BRIEF: Report every line in the entries below that contains the string "window", treating uppercase and lowercase letters as distinct.

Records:
-.-.-
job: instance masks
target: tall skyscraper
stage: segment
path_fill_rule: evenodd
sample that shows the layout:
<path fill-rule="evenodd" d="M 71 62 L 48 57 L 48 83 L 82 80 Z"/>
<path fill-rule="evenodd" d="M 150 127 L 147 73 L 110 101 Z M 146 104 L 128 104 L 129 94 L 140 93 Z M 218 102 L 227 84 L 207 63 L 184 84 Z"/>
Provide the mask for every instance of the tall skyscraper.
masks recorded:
-.-.-
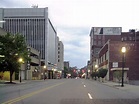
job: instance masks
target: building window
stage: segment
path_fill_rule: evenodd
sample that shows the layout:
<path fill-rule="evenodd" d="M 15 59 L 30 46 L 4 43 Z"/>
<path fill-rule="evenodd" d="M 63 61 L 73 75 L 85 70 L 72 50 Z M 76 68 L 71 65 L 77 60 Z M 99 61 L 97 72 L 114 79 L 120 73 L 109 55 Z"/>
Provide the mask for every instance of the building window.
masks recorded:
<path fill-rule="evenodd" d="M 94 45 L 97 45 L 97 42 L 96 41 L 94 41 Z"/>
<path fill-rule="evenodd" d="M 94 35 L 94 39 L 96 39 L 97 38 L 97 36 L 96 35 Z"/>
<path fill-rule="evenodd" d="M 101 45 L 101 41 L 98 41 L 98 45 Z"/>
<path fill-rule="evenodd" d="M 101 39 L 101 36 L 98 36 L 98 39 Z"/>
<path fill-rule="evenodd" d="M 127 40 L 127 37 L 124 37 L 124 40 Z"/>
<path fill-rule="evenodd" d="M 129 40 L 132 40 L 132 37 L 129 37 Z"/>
-.-.-
EXPECTED OUTPUT:
target: building window
Provide the mask for every instance of the building window.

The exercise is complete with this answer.